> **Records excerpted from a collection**
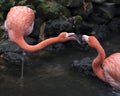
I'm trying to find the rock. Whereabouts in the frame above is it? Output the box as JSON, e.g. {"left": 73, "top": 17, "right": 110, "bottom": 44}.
{"left": 37, "top": 1, "right": 71, "bottom": 20}
{"left": 0, "top": 36, "right": 38, "bottom": 64}
{"left": 67, "top": 15, "right": 93, "bottom": 35}
{"left": 55, "top": 0, "right": 84, "bottom": 7}
{"left": 2, "top": 52, "right": 23, "bottom": 65}
{"left": 0, "top": 0, "right": 120, "bottom": 66}
{"left": 29, "top": 18, "right": 43, "bottom": 39}
{"left": 0, "top": 58, "right": 8, "bottom": 71}
{"left": 45, "top": 19, "right": 74, "bottom": 37}
{"left": 107, "top": 0, "right": 120, "bottom": 3}
{"left": 68, "top": 2, "right": 93, "bottom": 19}
{"left": 0, "top": 37, "right": 38, "bottom": 54}
{"left": 44, "top": 43, "right": 65, "bottom": 52}
{"left": 85, "top": 2, "right": 115, "bottom": 24}
{"left": 108, "top": 17, "right": 120, "bottom": 33}
{"left": 0, "top": 40, "right": 21, "bottom": 54}
{"left": 81, "top": 0, "right": 106, "bottom": 3}
{"left": 91, "top": 0, "right": 106, "bottom": 3}
{"left": 114, "top": 4, "right": 120, "bottom": 16}
{"left": 87, "top": 8, "right": 110, "bottom": 24}
{"left": 99, "top": 3, "right": 115, "bottom": 19}
{"left": 91, "top": 24, "right": 110, "bottom": 40}
{"left": 42, "top": 19, "right": 75, "bottom": 51}
{"left": 71, "top": 57, "right": 94, "bottom": 76}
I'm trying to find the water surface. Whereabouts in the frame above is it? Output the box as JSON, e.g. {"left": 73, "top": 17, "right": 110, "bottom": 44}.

> **WHAT TO PRODUCE**
Pictures are to be dropped; every line of the records is to be returned unchanged.

> **EXERCISE RESPONSE**
I'm trying to find the rock. Whereabouts in the frame above is it? Output the box as JSON, e.g. {"left": 73, "top": 17, "right": 110, "bottom": 44}.
{"left": 37, "top": 1, "right": 71, "bottom": 20}
{"left": 0, "top": 36, "right": 38, "bottom": 64}
{"left": 67, "top": 15, "right": 93, "bottom": 35}
{"left": 55, "top": 0, "right": 84, "bottom": 7}
{"left": 2, "top": 52, "right": 23, "bottom": 65}
{"left": 0, "top": 0, "right": 120, "bottom": 66}
{"left": 29, "top": 18, "right": 43, "bottom": 39}
{"left": 0, "top": 58, "right": 8, "bottom": 71}
{"left": 45, "top": 19, "right": 74, "bottom": 37}
{"left": 107, "top": 0, "right": 120, "bottom": 3}
{"left": 68, "top": 2, "right": 93, "bottom": 19}
{"left": 0, "top": 37, "right": 38, "bottom": 54}
{"left": 44, "top": 43, "right": 65, "bottom": 52}
{"left": 85, "top": 2, "right": 115, "bottom": 24}
{"left": 108, "top": 17, "right": 120, "bottom": 33}
{"left": 0, "top": 40, "right": 21, "bottom": 54}
{"left": 81, "top": 0, "right": 106, "bottom": 3}
{"left": 91, "top": 0, "right": 106, "bottom": 3}
{"left": 114, "top": 4, "right": 120, "bottom": 16}
{"left": 87, "top": 8, "right": 110, "bottom": 24}
{"left": 99, "top": 3, "right": 115, "bottom": 19}
{"left": 91, "top": 24, "right": 110, "bottom": 40}
{"left": 42, "top": 19, "right": 75, "bottom": 51}
{"left": 71, "top": 57, "right": 94, "bottom": 76}
I'm trying to find the water surface. Whereabouts in the frame above is it? Output the box as JSON, e.g. {"left": 73, "top": 17, "right": 110, "bottom": 44}.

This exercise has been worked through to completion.